***** Working data *****

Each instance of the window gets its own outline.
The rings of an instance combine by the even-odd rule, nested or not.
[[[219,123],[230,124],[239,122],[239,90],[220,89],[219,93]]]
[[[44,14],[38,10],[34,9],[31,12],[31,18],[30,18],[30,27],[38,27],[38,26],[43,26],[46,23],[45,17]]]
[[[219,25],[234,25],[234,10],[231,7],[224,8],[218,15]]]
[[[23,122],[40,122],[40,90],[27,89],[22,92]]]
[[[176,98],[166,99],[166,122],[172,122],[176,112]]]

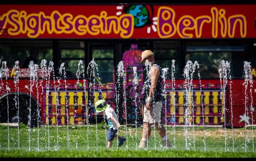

*****

§ **Directions**:
Output the lines of the listing above as a JSON list of strings, one string per line, omitting blank lines and leaving out the pictures.

§ **Task answer**:
[
  "Each instance of the window gets its own outline.",
  "The rings of an instance combine by the even-odd rule, nested or not.",
  "[[[219,123],[230,124],[239,122],[239,90],[220,89],[219,93]]]",
  "[[[44,14],[38,10],[34,9],[31,12],[31,18],[30,18],[30,27],[38,27],[38,26],[43,26],[46,23],[45,17]]]",
  "[[[219,25],[234,25],[234,10],[231,7],[224,8],[218,15]]]",
  "[[[23,122],[40,122],[40,90],[27,89],[22,92]]]",
  "[[[176,98],[166,99],[166,122],[172,122],[176,112]]]"
]